**** Provided data

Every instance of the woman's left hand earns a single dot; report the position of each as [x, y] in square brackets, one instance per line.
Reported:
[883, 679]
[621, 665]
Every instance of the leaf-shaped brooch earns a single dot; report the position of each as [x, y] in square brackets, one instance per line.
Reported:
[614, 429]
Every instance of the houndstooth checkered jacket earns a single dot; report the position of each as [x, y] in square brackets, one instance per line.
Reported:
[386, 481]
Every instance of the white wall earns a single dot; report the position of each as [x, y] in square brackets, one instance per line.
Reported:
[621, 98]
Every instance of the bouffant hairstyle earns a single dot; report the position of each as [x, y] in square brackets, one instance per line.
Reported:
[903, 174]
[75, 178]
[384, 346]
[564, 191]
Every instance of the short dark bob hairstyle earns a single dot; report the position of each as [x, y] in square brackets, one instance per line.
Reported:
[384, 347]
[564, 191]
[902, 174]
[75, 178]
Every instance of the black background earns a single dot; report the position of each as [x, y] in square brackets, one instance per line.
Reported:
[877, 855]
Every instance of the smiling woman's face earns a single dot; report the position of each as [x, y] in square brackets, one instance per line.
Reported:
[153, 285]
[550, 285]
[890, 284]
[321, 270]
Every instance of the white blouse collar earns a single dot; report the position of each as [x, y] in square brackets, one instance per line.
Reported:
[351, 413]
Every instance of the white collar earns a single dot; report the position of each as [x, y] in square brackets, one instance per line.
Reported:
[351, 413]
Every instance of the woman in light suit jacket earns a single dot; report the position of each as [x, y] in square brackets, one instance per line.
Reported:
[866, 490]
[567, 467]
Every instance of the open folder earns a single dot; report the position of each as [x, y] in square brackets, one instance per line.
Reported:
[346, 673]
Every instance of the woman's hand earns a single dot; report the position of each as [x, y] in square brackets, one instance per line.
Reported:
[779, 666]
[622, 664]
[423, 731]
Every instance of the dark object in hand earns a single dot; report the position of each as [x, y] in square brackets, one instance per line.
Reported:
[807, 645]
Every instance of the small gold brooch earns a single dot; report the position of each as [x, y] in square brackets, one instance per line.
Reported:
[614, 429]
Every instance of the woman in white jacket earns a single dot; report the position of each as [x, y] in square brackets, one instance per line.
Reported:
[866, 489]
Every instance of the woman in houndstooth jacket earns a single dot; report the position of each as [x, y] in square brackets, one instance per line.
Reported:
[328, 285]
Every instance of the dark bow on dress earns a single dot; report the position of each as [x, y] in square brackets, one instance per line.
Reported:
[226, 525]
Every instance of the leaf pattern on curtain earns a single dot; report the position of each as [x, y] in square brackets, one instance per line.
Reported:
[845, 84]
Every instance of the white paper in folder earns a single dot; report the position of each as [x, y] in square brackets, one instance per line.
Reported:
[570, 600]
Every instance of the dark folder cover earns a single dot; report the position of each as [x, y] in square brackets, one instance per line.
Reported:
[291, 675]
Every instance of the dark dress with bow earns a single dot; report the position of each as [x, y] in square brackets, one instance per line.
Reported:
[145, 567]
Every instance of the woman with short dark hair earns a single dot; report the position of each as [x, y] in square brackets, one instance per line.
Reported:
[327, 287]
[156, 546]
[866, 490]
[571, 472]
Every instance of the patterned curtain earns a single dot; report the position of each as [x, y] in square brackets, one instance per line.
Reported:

********

What you should do –
The whole of the data must be given again, exactly as shown.

Exercise output –
Every instance of the woman's left hand earns a single dot; report the position of each as [x, y] in square brackets, one instance per line.
Reported:
[883, 679]
[621, 665]
Every instance of the leaf-shaped brooch earns a single dot; report the position of each as [x, y] in square brackets, one instance per line.
Reported:
[614, 429]
Every instance of the houndstooth checkered jacket earns a single dot; report the position of each as [x, y] in square brackets, one instance per line.
Reported:
[386, 481]
Every instance of the white wall earns a single dot; report the position of each as [x, y] in square brackets, one instance per line.
Reported:
[621, 98]
Every instance of the bouffant hairstyle earns a single dot; report the position of each as [x, y] in square brackets, one instance per line.
Reported:
[903, 174]
[75, 178]
[384, 346]
[564, 191]
Every instance of the short dark bob hairstyle earns a single dot; report the position of each as [x, y] in square brackets, one instance per line.
Reported:
[384, 347]
[564, 191]
[902, 174]
[75, 178]
Every instance of the black background earns a single dot; report the position of each as [x, y] in square brackets, one instance per line.
Reported:
[877, 855]
Every instance of the smiling woman's face earns a single dot; report the position of each as [x, y] in square brackets, one instance per line.
Reported:
[153, 285]
[550, 285]
[890, 284]
[321, 270]
Every instance of the white blouse collar earns a single dot; report the position of each as [x, y] in square brackets, one instance per line.
Reported:
[351, 413]
Every instance of the white collar earns a single dot; report the position of each as [x, y] in square brackets, one instance per line.
Reported:
[351, 413]
Every instance of the woman in light suit jacket earns a single dot; report the position of each as [x, y] in square brackets, one instance per line.
Reported:
[866, 490]
[567, 467]
Every instance of the open folder earns a single dot; report the position of each as [x, y] in square brackets, one instance per line.
Reported:
[346, 673]
Every instance of the woman's hand earns a single dot; report the position of each as [x, y] in square brackets, one instance per line.
Reported:
[779, 666]
[622, 664]
[423, 731]
Every instance of the dark object in hand earns a single dot; report the position of each as [x, y] in square brackets, one instance per line.
Reported:
[807, 645]
Every instance of the small gold brooch earns a single dot; report the position of each as [x, y] in square brackets, one instance per line.
Reported:
[614, 429]
Every instance of the woman in white jacket earns a single dot; report the position of each as [x, y] in square brackets, one instance per line.
Reported:
[866, 489]
Every instance of the woman in houndstooth jacket earns a single dot; report the position of each as [x, y] in square brackets, one instance per line.
Reported:
[328, 285]
Every instance of the dark bow on dress earns a single dot; report the position of each as [x, y] in square brackets, one instance per line.
Reported:
[226, 525]
Every instance of the leaf pattern on curtain earns a single dot; report the position of each as [x, y] in square brackets, one instance per line.
Reported:
[845, 84]
Every instance of the white paper in folder earns a single dot; report the position of each as [x, y] in square brackets, one instance per line.
Reported:
[570, 600]
Every instance of the dark folder cover earns a single dot; report the position of each as [x, y] in square brackets, one instance per line.
Reported:
[291, 675]
Every instance of the dark dress with bow earns a single dot; report the position of each as [x, y] in square brackets, one instance per line.
Reported:
[145, 567]
Every instance of the woman with short dark hair earns a single dot; report the position of each as [x, y] in square brackets, one instance per line.
Reported:
[327, 287]
[156, 546]
[866, 490]
[571, 472]
Every instance of the patterned curtain earns a single dot; report the position of each as [x, y] in square brackets, one instance per line.
Reported:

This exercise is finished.